> What the task asks
Copy the rows below, starting at the first line and ending at the line containing "x=759 y=251", requests included, and offset every coordinate in the answers by -28.

[Rows from a pointing dataset]
┏━━

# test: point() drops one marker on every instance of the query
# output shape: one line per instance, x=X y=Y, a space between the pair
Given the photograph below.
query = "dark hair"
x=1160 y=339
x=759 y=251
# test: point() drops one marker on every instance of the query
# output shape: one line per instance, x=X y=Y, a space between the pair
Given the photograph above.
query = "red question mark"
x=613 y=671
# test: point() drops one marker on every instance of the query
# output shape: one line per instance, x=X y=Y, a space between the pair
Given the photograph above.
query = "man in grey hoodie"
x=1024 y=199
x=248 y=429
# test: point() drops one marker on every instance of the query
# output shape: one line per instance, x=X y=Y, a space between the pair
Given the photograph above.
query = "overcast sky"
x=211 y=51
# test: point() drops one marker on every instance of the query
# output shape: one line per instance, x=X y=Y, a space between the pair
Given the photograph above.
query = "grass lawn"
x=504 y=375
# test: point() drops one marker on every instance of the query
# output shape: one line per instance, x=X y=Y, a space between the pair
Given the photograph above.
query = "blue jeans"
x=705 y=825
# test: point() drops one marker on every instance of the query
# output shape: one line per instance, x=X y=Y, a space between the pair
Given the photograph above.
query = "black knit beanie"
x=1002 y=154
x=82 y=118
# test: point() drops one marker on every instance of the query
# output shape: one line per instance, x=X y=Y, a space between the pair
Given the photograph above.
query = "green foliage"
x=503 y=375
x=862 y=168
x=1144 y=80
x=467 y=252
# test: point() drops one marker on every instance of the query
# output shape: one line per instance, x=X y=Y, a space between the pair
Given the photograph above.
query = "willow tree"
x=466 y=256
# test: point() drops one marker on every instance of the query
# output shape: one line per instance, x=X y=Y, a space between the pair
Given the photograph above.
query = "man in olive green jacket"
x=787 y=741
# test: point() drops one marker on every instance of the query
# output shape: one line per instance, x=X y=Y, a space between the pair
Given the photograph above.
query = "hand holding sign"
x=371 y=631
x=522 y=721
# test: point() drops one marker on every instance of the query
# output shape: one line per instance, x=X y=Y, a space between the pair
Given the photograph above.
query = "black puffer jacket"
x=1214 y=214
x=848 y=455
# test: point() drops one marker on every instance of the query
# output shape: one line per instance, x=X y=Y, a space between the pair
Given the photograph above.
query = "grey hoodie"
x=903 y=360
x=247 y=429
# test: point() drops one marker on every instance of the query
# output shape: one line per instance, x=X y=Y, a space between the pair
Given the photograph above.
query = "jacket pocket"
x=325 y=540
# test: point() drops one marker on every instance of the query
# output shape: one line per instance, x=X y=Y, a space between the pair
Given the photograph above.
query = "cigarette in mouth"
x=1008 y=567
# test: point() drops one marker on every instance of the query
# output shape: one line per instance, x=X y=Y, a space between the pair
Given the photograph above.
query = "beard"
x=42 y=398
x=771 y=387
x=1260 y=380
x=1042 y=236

┗━━

> Exercise result
# test: point() drops one marker on every instance of the query
# output shape: one line per instance, x=X y=Y, a space between the pair
Given the photograph below.
query = "dark hair"
x=1132 y=311
x=731 y=223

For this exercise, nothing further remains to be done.